■ Text to read
....................
Well, I did. Catch one, that is. That brought me to a fourth-place finish overall and second woman across the line. The standings held up even as the second "wave" (those who started after my sad swim) finished. My final time was somewhere around 51 minutes, which doesn't really mean a thing because it's such a bizarre race distance.

However, I was surprised at how tired and hungry I was after exerting myself for less than an hour. I didn't realize how hard you're going all the time in a triathlon -- I was too busy worrying about the next portion and staying hydrated to think too much about how much energy the effort was taking. The whole event was a lot harder than I had expected, but still a lot of fun and something I'm definitely going to do again ... I just have to work on that swim. Ugh.

Wednesday, May 13, 2009

New priority: sleeping

I met Leslie for our regular Wednesday morning run after just three hours of sleep.
....................
■ Listing
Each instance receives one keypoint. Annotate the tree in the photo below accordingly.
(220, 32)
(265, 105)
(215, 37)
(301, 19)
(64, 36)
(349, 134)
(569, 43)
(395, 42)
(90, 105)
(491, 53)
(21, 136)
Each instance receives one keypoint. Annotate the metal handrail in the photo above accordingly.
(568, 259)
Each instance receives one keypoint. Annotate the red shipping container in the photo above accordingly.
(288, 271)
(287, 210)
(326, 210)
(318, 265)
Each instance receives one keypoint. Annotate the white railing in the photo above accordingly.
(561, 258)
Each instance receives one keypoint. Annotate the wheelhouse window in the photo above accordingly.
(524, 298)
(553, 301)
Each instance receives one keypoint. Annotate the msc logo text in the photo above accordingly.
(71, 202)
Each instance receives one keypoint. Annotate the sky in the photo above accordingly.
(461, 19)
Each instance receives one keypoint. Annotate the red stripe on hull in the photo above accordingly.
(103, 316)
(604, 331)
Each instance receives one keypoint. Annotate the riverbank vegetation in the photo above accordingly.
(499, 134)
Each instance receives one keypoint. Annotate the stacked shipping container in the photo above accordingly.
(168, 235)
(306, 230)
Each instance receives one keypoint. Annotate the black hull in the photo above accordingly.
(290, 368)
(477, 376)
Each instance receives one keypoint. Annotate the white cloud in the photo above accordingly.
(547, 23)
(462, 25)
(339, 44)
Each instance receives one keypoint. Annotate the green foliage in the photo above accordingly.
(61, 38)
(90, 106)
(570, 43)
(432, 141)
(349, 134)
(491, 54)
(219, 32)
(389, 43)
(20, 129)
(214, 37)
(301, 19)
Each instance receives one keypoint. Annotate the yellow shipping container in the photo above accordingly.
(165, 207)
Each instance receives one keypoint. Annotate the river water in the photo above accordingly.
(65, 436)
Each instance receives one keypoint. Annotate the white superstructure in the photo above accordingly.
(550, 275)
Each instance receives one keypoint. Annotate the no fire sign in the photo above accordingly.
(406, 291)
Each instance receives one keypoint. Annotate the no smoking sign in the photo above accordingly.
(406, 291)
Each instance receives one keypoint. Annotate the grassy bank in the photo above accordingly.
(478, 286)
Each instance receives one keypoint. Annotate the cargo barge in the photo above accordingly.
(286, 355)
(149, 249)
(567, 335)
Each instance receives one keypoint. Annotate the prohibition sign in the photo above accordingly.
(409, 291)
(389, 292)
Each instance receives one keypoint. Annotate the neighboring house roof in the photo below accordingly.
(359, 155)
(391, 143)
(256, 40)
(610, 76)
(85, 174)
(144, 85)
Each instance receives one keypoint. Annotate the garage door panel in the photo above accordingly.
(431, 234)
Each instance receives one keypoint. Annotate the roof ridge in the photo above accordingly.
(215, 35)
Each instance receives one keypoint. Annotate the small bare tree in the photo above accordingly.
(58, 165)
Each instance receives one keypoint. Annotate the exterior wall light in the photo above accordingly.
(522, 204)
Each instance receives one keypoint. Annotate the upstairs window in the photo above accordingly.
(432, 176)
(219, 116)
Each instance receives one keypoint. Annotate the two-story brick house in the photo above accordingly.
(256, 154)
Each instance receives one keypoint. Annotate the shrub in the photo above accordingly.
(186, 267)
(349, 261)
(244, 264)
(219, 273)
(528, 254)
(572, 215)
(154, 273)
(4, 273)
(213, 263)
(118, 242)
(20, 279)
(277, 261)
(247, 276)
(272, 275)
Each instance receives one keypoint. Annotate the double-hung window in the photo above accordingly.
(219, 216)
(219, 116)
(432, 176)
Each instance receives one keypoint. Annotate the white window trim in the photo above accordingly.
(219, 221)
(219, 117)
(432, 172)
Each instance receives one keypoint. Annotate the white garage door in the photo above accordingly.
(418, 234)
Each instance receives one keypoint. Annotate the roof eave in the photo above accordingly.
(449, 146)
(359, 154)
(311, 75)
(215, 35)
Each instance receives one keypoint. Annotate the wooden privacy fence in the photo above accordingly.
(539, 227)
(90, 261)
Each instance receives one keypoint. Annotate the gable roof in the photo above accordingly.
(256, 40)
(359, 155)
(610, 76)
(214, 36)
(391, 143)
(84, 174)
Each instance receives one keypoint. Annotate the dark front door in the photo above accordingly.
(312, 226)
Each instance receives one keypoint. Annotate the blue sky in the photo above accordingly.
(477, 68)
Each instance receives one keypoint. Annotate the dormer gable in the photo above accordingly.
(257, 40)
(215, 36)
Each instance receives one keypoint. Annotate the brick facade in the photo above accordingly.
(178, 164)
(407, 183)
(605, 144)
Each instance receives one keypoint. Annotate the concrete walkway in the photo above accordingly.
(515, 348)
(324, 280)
....................
■ Given request
Extend the triathlon and running blog by writing what comes next after its final sentence, about the Wednesday run with Leslie.

■ Result for this exercise
This was not my best move ever. I sometimes forget the importance of sleep and get real excited about doing a lot of things. In this case, it was a 12-hour workday that I needed to wind down from, so I watched episodes of "Dexter" until after 2 a.m. Just a heads up, watching a TV show about a serial killer, even a well-meaning one, does not calm you.

The combo of Dexter and crime reporting just wrecked me. My three restless hours of sleep were spent dreaming about murders and drug use (not my own, I promise). I wonder if I'd even be able to function today were it not for the 45-minute jaunt through Capitola the four of us (and Callie too!) did this morning?

This brings up two important points for me. One, running before work really gets me going, even more so than downing a French press of Guatemalan coffee. Two, when I'm training at any moderate level, I need at least eight hours of sleep at night. It simply doesn't work for me to expend that energy without the recovery time in dreamland.

Exercising is great, but it takes a lot of other elements to make it beneficial. Sleep is a big one, as is diet, staying hydrated, the gear you use, how much you drink or lots of other little things you (or at least I) rarely consider when suiting up to go play outside.

Tuesday, May 12, 2009

Soooo high! (no, not like that)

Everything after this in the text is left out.